## PASSAGE TO READ
2004-07-31 Thread Jim Farmelant



PAUL FOOT
Jul 29th 2004  

Paul Foot, a British investigative journalist, died on July 18th, aged
66

THERE are more people walking the streets of Britain who have been
freed from prison by Paul Foot than by any other person. Mr Foot was
far from being vain or self-seeking, but he must have been pleased by
this compliment from one of his editors at the DAILY MIRROR. It was a
vindication of his work as a campaigning journalist whose efforts on
behalf of victims of injustice were not only tireless and brave, but
also capable of bringing about results that would change people's
lives. Though he wrote articles of every kind, and books too, his
innovation was the investigative column, a device that worked because
it was based on hard research rather than mere prejudice and polemic.

Not that he was short of prejudice and polemic. Far from it: they were
the starting-point of all his inquiries, for Mr Foot was a committed
socialist of a largely unreconstructed kind, with a particular
admiration for Leon Trotsky. Indeed, many of his energies were devoted
to the cause of the Socialist Workers Party, a Trotskyite outfit. How
could anyone with views such as his produce balanced journalism? Mr
Foot could not. He did not even try. But that was not the point. He
still could, and did, produce excellent work. Doggedly--the word aptly
describes the terrier in him--he dug out information that powerful
people did not want to see published.

The tradition of radical journalism goes back a long way in Britain, to
William Hazlitt, William Cobbett, Tom Paine, John Wilkes and beyond.
These 18th- and 19th-century essayists and pamphleteers were not
self-described neutral observers who meticulously separated facts from
opinions, discarded the opinions and then left readers to form their
own judgments. They were committed campaigners who had a point of view
and made no apologies for expressing it. Mr Foot was in that tradition.

He was also in the tradition of British satire, whose most notable
exponents have usually been writers, such as Jonathan Swift, or
caricaturists, such as James Gillray and Thomas Rowlandson. In the
1960s, the genre enjoyed a wonderful renaissance, bursting out on every
front--the stage (Beyond the Fringe), night clubs (The Establishment,
in London), television (That Was The Week That Was) and, most
enduringly, the magazine PRIVATE EYE.

## SHORT PROBLEM 1
In the Paul Foot obituary, how old was Foot when he died?
## SHORT PROBLEM 2
List the radical British essayists and pamphleteers that the Paul Foot obituary names as part of the tradition of radical journalism.

## RAW DATA
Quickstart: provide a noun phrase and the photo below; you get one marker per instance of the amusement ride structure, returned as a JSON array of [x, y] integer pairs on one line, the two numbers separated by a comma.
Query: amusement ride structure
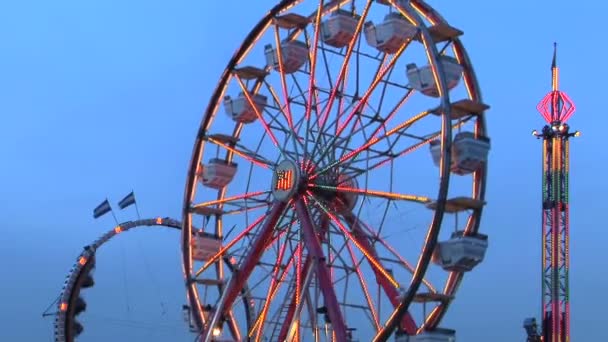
[[312, 209], [556, 108]]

## CORRECT RESPONSE 1
66

## CORRECT RESPONSE 2
William Hazlitt, William Cobbett, Tom Paine, John Wilkes